— Start of MATERIAL PROVIDED —

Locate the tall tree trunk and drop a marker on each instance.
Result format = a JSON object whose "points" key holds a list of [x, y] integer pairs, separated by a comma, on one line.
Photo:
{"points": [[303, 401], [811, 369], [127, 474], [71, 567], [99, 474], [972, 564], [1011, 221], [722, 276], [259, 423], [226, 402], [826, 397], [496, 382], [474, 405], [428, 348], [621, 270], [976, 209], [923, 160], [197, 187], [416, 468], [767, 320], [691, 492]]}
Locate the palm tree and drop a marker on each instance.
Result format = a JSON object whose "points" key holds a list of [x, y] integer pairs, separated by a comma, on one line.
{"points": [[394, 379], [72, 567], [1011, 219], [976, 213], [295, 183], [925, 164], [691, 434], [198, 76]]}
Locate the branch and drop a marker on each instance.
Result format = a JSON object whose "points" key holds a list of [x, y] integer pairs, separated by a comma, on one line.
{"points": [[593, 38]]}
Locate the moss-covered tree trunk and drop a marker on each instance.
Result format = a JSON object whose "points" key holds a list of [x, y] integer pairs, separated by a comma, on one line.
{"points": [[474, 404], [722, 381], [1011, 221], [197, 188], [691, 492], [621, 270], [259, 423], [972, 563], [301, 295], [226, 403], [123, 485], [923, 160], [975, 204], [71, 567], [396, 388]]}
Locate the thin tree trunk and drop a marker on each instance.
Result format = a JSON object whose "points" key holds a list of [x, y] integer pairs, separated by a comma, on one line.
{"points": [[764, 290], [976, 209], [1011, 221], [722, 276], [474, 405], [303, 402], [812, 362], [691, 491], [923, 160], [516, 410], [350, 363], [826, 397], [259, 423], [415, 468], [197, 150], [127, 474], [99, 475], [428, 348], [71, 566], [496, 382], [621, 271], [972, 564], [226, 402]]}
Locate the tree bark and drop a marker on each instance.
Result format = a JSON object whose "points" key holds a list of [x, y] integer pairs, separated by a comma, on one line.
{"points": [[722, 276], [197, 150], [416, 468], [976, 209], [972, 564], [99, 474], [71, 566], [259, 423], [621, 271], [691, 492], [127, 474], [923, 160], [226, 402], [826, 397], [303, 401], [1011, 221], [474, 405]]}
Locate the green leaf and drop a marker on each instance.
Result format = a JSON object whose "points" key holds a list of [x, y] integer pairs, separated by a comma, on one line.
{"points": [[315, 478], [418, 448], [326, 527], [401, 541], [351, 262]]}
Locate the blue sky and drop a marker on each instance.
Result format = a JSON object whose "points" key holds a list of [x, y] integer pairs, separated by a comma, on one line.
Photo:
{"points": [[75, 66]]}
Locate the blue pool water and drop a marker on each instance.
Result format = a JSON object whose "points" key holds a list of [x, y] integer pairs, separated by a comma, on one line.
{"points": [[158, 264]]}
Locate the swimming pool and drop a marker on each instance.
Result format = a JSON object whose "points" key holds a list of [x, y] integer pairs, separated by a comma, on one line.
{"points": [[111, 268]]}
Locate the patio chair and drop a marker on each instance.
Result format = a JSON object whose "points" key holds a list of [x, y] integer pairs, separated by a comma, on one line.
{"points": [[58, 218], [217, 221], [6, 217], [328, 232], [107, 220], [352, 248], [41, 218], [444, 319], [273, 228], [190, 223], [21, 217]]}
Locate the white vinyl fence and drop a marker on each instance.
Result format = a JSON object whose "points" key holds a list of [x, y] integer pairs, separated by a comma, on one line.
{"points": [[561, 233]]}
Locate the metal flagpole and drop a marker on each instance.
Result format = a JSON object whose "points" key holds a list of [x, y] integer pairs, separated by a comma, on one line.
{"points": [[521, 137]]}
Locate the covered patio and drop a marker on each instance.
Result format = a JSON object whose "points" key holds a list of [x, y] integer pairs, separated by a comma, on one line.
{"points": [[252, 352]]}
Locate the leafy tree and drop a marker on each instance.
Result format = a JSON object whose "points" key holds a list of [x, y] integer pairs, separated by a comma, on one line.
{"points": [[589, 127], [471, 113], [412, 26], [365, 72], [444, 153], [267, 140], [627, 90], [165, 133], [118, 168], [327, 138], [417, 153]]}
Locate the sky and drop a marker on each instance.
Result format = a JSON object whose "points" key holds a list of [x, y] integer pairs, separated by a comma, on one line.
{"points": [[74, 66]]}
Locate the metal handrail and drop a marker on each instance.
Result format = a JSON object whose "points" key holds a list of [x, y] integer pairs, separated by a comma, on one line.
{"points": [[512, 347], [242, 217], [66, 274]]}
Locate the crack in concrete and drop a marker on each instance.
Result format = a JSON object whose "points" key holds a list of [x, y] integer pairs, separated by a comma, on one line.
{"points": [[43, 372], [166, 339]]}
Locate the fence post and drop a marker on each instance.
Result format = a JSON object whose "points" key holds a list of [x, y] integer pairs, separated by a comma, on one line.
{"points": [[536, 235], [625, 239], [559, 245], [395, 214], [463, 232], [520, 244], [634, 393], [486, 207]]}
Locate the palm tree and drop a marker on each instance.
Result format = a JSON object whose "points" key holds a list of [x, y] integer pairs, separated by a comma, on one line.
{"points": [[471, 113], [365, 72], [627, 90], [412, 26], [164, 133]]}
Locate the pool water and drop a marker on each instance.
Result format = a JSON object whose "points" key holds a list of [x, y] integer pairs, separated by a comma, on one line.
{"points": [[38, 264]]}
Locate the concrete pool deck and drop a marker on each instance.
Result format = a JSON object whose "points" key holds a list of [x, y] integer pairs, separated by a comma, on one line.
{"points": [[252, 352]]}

— End of MATERIAL PROVIDED —

- **TO BE DONE**
Reproduce the material verbatim, line by line.

- **SOLUTION TO THE EXERCISE**
Locate the tall tree trunk and drop a marker on each instance.
Result format = a JSON object whose "points" key holds a list of [x, y] integer pairs, separated by a comma, on one line.
Photo:
{"points": [[303, 401], [811, 369], [127, 474], [71, 567], [99, 474], [972, 564], [1011, 221], [722, 276], [259, 423], [226, 402], [826, 397], [496, 382], [474, 405], [428, 348], [621, 270], [976, 209], [923, 160], [197, 187], [416, 468], [767, 320], [691, 492]]}
Locate the palm tree and drop a marker on each instance.
Result format = a JSON object whose "points" key holds a list of [x, y] integer pairs, separated by a comma, on one line.
{"points": [[394, 379], [72, 567], [1011, 219], [976, 213], [295, 183], [925, 164], [691, 434], [198, 76]]}
Locate the branch and drop a marker on each instance.
Result format = a JSON object whose "points" key holds a list of [x, y] integer pairs, separated by a comma, on one line.
{"points": [[593, 38]]}
Locate the moss-covered tree trunk and drop a marker on each instance.
Result format = a JSON object whose "points" key holds a list of [x, y] integer pairs, separated by a comma, on one line.
{"points": [[474, 404], [722, 381], [1011, 221], [197, 188], [691, 492], [621, 270], [259, 423], [972, 563], [301, 295], [226, 403], [123, 485], [923, 160], [975, 204], [71, 567], [396, 388]]}
Locate the thin tree trunk and drop a marker on each instance.
Result format = a JSON object whose "points" key holds a list of [x, y] integer pairs, separated by a comma, on one line.
{"points": [[764, 290], [976, 209], [1011, 221], [722, 276], [474, 405], [303, 402], [812, 362], [691, 491], [923, 160], [516, 410], [350, 363], [826, 397], [259, 423], [415, 468], [197, 150], [127, 474], [99, 475], [428, 348], [71, 566], [496, 382], [621, 271], [972, 564], [226, 402]]}
Locate the tree bark and drop a marker on each instance.
Result format = a JSON object whose "points" key holds a list of [x, y] integer pairs, separated by a comma, on one line.
{"points": [[722, 276], [197, 150], [416, 468], [976, 209], [972, 564], [99, 474], [71, 566], [259, 423], [621, 271], [691, 492], [127, 474], [923, 160], [226, 402], [826, 397], [303, 401], [1011, 221], [474, 405]]}
Locate the green leaf and drop a marker on each instance.
Result format = a JSON object whose "points" key holds a list of [x, y] integer pairs, separated by a comma, on one line.
{"points": [[315, 478], [418, 448], [326, 527], [401, 541], [351, 262]]}
Locate the blue sky and drop a marker on each instance.
Result format = a JSON object whose "points" key holds a list of [x, y] integer pairs, separated by a comma, on one line.
Photo:
{"points": [[75, 66]]}
Locate the blue pool water and drop a marker on each instance.
Result format = a JSON object whose "points" key holds a list of [x, y] integer pairs, separated by a comma, on one line.
{"points": [[158, 264]]}
Locate the swimming pool and drop a marker on each instance.
Result format = a JSON object whose "points" key holds a list of [x, y] integer pairs, separated by a comma, on one line.
{"points": [[111, 268]]}
Locate the patio chair and drop a marker on each instance.
Result format = a JSON object whose "points" key holds a list of [x, y] integer pairs, separated by a comma, on one line.
{"points": [[58, 218], [217, 221], [6, 217], [328, 232], [107, 220], [352, 248], [41, 218], [444, 319], [273, 228], [190, 223], [21, 217]]}
Locate the white vinyl fence and drop a marker on each instance.
Result format = a JSON object whose "points" key holds a list of [x, y] integer pairs, separated by a comma, on one line.
{"points": [[561, 233]]}
Locate the metal flagpole and drop a marker on each instance.
Result format = a JSON object whose "points" key holds a list of [x, y] integer pairs, separated by a comma, on one line.
{"points": [[521, 137]]}
Locate the covered patio and drop a marker on each instance.
Result format = a JSON object whose "points" key holds a list of [x, y] integer pairs, separated by a comma, on one line.
{"points": [[252, 352]]}
Locate the leafy tree and drop a marker on each instance.
Result format = a JSON object whose "points" key holds a list of [x, y] integer pairs, separated by a comma, on one line.
{"points": [[589, 127], [471, 113], [412, 26], [365, 72], [444, 153], [267, 140], [627, 90], [165, 133], [118, 168], [327, 138], [417, 153]]}
Locate the sky and drop a marker on each instance.
Result format = a JSON object whose "points" key holds a list of [x, y] integer pairs, separated by a comma, on one line.
{"points": [[74, 66]]}
Locate the metal handrail and drop a marker on each instance.
Result format = a JSON object whose "points" key holds a list of [x, y] integer pairs, separated by a comma, on one line.
{"points": [[512, 347], [242, 217], [66, 274]]}
Locate the crack in concrete and drop a marker on each instance.
Result format = a JSON object whose "points" key holds a list of [x, y] integer pairs, separated by a comma, on one line.
{"points": [[43, 372], [166, 339]]}
Locate the fence post and drop a marker on each instance.
Result format = a JSON object whose "points" key holds a list of [x, y] integer pairs, separated by a comma, on one line.
{"points": [[536, 235], [625, 239], [559, 245], [395, 214], [463, 232], [520, 244], [634, 393], [486, 207]]}
Locate the palm tree and drop a marker on each instance.
Result format = a JSON object whose "points" key holds a list of [x, y] integer pairs, separated by a comma, on one line.
{"points": [[471, 113], [365, 72], [627, 90], [412, 26], [164, 133]]}
Locate the pool water and drop a marker on each instance.
Result format = a JSON object whose "points" key holds a list of [x, y] integer pairs, separated by a comma, on one line.
{"points": [[38, 264]]}
Locate the concrete pool deck and drop a marker on each instance.
Result format = a JSON object whose "points" key holds a list of [x, y] integer pairs, separated by a comma, on one line.
{"points": [[252, 352]]}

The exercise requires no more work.